* begin *

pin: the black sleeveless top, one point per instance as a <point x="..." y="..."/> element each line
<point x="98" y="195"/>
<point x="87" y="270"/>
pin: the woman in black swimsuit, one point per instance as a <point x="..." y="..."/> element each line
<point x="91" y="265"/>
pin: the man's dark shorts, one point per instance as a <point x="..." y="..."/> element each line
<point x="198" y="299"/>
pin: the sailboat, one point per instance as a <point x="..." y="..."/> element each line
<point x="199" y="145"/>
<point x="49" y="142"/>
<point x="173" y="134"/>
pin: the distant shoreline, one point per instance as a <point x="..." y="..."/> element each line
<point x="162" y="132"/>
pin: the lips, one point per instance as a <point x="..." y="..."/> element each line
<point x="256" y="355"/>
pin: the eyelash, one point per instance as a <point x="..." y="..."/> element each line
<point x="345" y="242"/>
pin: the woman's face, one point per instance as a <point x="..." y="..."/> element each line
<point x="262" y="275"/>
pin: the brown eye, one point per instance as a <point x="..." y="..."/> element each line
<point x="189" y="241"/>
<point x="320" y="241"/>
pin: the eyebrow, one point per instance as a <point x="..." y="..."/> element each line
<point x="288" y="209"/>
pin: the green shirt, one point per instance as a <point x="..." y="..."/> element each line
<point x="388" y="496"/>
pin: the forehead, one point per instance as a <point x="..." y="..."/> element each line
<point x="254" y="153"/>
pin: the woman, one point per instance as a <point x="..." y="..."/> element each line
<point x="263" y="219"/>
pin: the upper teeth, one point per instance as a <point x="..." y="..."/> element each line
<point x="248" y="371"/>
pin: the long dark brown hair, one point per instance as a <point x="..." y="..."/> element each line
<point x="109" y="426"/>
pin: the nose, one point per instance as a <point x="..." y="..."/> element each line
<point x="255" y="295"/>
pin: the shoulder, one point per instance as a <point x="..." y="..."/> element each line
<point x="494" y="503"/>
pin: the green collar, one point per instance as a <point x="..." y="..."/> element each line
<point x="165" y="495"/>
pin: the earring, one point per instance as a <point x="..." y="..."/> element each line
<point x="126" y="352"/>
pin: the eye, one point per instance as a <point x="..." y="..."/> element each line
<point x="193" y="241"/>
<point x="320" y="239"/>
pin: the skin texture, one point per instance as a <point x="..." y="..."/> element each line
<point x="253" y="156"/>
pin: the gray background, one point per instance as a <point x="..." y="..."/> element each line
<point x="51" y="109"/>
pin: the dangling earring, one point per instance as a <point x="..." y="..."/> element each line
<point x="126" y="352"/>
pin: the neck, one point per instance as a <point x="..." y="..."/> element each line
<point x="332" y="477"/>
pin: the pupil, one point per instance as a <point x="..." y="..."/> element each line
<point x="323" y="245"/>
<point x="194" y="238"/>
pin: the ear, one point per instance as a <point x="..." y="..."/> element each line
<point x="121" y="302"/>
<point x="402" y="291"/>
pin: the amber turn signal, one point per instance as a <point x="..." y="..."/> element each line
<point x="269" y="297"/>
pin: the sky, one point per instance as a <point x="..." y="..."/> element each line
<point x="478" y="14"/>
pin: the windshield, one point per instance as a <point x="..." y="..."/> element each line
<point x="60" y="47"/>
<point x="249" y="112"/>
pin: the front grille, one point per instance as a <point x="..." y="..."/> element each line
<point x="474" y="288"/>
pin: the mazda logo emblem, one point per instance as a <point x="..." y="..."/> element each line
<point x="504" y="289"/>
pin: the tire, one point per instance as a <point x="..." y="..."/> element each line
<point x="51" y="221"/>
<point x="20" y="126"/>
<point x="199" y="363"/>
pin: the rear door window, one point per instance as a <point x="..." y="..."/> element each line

* end *

Exactly reproduce all of the entries above.

▸ **Task result**
pin: the black sleeveless top, one point per instance as a <point x="..." y="..."/> element each line
<point x="98" y="195"/>
<point x="87" y="270"/>
pin: the woman in black swimsuit, one point per instance as a <point x="..." y="..."/> element each line
<point x="91" y="265"/>
pin: the man's dark shorts, one point per instance as a <point x="..." y="..."/> element each line
<point x="198" y="299"/>
pin: the sailboat, one point per instance as a <point x="..." y="..."/> element each line
<point x="199" y="145"/>
<point x="49" y="142"/>
<point x="173" y="134"/>
pin: the distant shoreline, one point per instance as a <point x="..." y="..."/> element each line
<point x="162" y="132"/>
pin: the lips, one point per instance as a <point x="..." y="..."/> element each line
<point x="256" y="355"/>
pin: the eyelash, one point per instance as a <point x="..." y="..."/> element each line
<point x="345" y="242"/>
pin: the woman's face, one point per instance as a <point x="..." y="..."/> element each line
<point x="262" y="275"/>
pin: the brown eye, one point per instance as a <point x="..." y="..."/> element each line
<point x="189" y="241"/>
<point x="320" y="241"/>
pin: the eyebrow, one point per instance as a <point x="..." y="..."/> element each line
<point x="288" y="209"/>
pin: the green shirt, one point per instance as a <point x="..." y="..."/> element each line
<point x="388" y="496"/>
pin: the forehead, one point per instance as a <point x="..." y="..."/> element each line
<point x="254" y="153"/>
pin: the woman, one point per instance as a <point x="..." y="..."/> element each line
<point x="263" y="219"/>
pin: the upper teeth, one point per instance as a <point x="..." y="..."/> element each line
<point x="248" y="371"/>
pin: the long dark brown hair, one point per instance as a <point x="..." y="..."/> element each line
<point x="109" y="426"/>
pin: the nose, one point per instance as a <point x="..." y="..."/> element each line
<point x="255" y="295"/>
pin: the shoulder, one point per instance as a <point x="..." y="..."/> element each line
<point x="494" y="503"/>
pin: the green collar, one point per instance as a <point x="..." y="..."/> element each line
<point x="165" y="495"/>
pin: the earring, one point per instance as a <point x="..." y="..."/> element each line
<point x="126" y="352"/>
pin: the eye, one point per instance as a <point x="..." y="..."/> element each line
<point x="193" y="241"/>
<point x="320" y="239"/>
pin: the skin texture, one point per instance as a <point x="..." y="..."/> element each line
<point x="253" y="156"/>
pin: the gray background, one point per instance as a <point x="..." y="..."/> element each line
<point x="51" y="109"/>
pin: the dangling earring, one point per instance as a <point x="..." y="..."/> element each line
<point x="126" y="352"/>
pin: the neck, one point per instance as a <point x="..." y="..."/> element each line
<point x="332" y="477"/>
pin: the pupil, one point per instance as a <point x="..." y="..."/> element each line
<point x="323" y="245"/>
<point x="194" y="238"/>
pin: the ear, one point per instance as a <point x="..." y="..."/> element each line
<point x="121" y="302"/>
<point x="402" y="291"/>
pin: the amber turn signal, one point per instance as a <point x="..." y="..."/> element each line
<point x="269" y="297"/>
pin: the sky, one point per instance as a <point x="..." y="..."/> element each line
<point x="478" y="14"/>
pin: the windshield, one point per instance as a <point x="..." y="..."/> element each line
<point x="60" y="47"/>
<point x="249" y="112"/>
pin: the front grille, one point per instance as a <point x="..." y="..."/> element each line
<point x="474" y="288"/>
pin: the mazda logo emblem, one point per instance as a <point x="..." y="..."/> element each line
<point x="504" y="289"/>
pin: the tire, one point per instance as a <point x="..." y="..."/> element each line
<point x="51" y="221"/>
<point x="20" y="126"/>
<point x="199" y="363"/>
pin: the rear door window, one point per instance as a <point x="..." y="..."/> element each line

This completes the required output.